## WHAT IS ASKED
All lines from the one containing "TARGET = lake" through the last line of the listing below are to be copied exactly. Exclude the pictures.

## DATASET ROWS

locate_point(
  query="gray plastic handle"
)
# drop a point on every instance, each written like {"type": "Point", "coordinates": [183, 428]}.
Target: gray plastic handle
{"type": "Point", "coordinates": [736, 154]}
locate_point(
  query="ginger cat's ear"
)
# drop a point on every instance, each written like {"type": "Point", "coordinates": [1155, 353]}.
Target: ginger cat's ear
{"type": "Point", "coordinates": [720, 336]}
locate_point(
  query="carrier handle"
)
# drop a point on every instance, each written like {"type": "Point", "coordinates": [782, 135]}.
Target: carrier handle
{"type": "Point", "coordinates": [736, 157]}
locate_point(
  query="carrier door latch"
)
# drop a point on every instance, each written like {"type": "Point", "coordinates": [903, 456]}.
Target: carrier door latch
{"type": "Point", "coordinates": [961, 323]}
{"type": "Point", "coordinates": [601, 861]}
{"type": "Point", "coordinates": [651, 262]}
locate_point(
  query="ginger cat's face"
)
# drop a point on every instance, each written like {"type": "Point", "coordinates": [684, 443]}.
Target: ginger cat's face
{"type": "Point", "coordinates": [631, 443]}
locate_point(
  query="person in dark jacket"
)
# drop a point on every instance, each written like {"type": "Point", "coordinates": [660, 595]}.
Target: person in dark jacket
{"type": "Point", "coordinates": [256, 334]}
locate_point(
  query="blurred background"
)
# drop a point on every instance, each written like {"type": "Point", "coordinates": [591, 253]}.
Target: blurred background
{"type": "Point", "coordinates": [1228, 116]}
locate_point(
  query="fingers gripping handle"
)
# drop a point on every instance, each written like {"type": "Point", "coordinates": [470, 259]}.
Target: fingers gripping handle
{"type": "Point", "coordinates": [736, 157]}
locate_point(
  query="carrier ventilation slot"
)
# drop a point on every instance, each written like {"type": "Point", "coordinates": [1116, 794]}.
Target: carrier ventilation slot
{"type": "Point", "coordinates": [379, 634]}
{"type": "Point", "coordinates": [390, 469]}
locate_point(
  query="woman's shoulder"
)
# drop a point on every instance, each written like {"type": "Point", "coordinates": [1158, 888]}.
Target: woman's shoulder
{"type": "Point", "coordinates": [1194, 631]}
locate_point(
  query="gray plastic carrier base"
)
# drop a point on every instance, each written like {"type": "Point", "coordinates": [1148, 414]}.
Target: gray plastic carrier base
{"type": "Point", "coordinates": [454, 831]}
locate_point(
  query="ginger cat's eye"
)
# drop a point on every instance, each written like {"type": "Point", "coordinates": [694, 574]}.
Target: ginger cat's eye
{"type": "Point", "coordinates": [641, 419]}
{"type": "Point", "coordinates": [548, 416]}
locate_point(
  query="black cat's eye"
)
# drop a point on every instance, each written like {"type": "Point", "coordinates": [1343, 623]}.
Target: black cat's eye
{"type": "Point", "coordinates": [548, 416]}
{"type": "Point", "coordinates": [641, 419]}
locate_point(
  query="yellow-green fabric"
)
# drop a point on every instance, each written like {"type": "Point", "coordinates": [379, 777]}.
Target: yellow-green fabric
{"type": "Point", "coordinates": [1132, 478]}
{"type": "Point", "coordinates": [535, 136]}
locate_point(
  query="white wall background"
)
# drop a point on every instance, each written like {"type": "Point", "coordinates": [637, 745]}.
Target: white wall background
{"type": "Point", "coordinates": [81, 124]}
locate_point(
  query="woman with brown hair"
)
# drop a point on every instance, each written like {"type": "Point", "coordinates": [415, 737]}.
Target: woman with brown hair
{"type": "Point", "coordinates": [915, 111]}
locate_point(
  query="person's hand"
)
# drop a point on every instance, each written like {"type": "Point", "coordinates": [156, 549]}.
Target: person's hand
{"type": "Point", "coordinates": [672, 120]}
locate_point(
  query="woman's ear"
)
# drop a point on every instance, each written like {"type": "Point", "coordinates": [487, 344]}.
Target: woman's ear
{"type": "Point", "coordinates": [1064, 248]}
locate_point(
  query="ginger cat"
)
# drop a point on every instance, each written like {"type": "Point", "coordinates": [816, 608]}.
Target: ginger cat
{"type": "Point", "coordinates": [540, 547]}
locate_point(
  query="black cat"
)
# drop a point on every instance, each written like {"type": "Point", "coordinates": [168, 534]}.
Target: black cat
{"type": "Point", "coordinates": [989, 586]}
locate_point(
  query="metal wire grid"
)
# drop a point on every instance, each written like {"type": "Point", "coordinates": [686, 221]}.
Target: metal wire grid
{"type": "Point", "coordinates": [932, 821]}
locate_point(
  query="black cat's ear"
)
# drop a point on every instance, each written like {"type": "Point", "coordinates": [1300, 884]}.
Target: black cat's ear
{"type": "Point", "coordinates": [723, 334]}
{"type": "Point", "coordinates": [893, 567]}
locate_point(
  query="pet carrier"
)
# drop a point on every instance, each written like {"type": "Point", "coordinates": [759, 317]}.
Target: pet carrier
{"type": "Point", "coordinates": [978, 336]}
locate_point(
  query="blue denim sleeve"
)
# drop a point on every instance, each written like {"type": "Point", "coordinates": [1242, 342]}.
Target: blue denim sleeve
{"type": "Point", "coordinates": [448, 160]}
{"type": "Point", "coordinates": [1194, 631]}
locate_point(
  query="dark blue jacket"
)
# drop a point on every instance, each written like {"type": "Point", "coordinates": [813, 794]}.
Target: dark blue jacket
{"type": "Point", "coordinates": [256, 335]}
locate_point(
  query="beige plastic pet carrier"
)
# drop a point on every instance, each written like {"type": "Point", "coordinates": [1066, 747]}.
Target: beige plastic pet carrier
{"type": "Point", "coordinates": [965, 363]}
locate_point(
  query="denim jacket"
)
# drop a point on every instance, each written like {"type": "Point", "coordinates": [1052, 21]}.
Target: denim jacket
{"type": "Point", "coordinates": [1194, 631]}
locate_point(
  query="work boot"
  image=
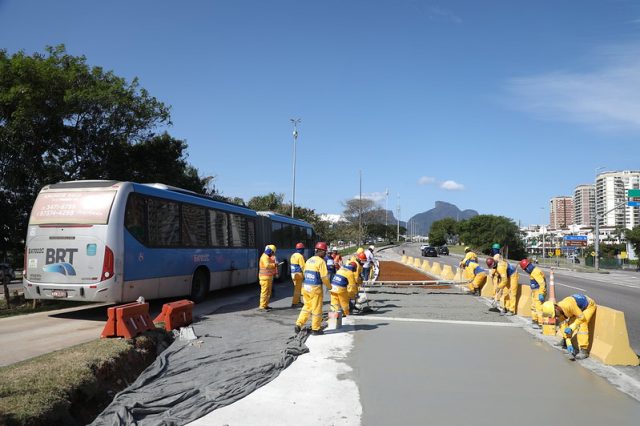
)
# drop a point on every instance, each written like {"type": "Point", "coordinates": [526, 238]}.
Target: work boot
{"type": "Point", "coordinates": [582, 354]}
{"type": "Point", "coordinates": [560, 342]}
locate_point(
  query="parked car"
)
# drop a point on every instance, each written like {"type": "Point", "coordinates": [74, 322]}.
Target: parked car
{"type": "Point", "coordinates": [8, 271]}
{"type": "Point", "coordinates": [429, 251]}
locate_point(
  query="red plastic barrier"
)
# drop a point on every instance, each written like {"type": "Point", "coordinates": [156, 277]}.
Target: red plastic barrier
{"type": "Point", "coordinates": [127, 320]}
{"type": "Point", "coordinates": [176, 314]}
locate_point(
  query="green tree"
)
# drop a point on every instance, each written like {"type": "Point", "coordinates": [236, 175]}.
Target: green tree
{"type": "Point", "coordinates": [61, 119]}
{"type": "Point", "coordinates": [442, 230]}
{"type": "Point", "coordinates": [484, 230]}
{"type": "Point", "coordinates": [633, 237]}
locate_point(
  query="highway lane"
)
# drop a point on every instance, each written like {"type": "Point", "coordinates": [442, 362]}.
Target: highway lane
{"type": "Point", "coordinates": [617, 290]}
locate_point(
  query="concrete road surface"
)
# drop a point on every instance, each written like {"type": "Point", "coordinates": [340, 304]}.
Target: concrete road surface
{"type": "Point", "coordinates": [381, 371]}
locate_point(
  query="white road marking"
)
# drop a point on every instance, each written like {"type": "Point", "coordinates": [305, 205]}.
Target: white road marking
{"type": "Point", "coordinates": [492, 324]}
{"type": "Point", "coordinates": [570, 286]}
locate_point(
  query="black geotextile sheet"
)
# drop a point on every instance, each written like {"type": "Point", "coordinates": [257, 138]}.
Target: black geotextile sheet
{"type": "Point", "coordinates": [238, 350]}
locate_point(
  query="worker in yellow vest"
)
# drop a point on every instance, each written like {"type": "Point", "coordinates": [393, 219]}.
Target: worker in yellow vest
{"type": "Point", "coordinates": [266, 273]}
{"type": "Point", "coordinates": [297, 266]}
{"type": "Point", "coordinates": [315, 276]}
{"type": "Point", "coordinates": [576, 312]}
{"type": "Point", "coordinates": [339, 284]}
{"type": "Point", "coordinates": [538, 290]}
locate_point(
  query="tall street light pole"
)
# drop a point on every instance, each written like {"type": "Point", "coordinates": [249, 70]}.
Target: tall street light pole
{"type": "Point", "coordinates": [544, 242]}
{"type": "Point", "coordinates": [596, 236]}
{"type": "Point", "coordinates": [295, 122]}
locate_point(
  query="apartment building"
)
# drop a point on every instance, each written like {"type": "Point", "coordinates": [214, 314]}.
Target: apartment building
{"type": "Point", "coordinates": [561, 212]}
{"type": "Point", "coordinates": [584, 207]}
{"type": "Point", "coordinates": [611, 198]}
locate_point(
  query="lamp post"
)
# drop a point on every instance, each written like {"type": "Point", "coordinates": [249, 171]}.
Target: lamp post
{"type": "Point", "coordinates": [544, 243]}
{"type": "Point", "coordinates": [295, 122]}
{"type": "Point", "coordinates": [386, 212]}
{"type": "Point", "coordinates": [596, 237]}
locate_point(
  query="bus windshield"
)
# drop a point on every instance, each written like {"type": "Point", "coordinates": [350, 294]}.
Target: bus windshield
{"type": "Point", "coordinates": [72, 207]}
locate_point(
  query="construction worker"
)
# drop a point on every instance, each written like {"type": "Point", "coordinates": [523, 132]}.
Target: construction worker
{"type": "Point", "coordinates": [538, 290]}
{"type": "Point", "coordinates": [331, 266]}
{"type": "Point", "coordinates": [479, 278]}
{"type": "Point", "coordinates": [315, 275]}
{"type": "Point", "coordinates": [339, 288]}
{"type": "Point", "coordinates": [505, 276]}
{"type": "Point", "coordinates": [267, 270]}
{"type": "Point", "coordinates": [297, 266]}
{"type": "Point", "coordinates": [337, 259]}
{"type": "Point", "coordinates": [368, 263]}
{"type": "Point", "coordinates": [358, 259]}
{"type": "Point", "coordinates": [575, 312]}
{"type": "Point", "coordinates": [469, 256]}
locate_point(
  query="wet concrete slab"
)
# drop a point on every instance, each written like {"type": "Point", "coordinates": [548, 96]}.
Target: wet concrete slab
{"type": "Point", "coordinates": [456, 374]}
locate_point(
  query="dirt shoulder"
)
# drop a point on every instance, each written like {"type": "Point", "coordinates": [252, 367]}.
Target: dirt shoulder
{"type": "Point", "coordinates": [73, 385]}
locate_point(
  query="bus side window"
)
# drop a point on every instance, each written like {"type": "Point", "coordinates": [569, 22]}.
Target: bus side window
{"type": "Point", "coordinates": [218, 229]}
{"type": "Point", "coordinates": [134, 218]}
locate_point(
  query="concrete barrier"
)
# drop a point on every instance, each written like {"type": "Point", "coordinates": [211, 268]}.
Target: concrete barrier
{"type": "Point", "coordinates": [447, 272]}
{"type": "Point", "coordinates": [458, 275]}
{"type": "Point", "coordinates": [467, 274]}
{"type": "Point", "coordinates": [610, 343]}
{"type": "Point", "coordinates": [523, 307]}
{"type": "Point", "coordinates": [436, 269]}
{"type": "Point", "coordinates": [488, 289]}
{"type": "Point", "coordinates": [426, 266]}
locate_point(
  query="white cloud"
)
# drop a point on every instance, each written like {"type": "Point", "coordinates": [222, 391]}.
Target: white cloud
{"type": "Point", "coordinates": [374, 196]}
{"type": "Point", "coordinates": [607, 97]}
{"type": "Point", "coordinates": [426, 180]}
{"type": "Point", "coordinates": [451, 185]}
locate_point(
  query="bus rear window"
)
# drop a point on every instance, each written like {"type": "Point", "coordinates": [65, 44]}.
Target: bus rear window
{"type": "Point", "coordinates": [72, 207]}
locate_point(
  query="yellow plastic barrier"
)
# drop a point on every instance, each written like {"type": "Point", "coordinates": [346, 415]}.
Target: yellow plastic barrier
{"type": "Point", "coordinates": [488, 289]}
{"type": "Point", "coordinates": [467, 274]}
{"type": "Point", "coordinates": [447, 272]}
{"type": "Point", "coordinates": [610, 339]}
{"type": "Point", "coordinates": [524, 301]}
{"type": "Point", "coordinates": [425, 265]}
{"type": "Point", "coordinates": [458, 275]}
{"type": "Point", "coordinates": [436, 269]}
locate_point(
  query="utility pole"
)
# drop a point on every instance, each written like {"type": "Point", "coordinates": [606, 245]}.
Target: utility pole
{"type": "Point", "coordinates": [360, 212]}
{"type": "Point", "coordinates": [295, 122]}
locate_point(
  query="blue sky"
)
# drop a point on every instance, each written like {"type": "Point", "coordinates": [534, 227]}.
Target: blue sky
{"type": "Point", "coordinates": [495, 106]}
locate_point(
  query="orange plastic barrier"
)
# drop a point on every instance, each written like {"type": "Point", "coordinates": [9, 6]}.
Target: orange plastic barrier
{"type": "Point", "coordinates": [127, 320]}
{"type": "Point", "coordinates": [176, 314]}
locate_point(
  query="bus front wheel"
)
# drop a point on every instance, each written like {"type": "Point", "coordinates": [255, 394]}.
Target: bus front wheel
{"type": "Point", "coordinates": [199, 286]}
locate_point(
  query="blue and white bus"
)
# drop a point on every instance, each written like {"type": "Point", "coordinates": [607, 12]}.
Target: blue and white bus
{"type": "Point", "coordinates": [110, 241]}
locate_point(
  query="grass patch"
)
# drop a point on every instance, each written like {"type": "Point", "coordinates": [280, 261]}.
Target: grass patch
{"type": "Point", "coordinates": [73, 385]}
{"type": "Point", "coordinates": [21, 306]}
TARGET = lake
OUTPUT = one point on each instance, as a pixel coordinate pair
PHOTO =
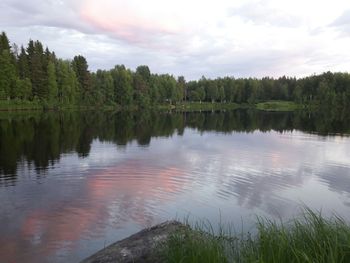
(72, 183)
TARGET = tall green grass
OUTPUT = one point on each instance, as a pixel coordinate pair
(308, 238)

## REPLY
TARGET = lake
OUTPUT = one point on each instance, as a pixel coordinate pair
PHOTO =
(72, 183)
TARGET = tall green grass
OUTPUT = one point on each instance, as a pixel coordinate pair
(308, 238)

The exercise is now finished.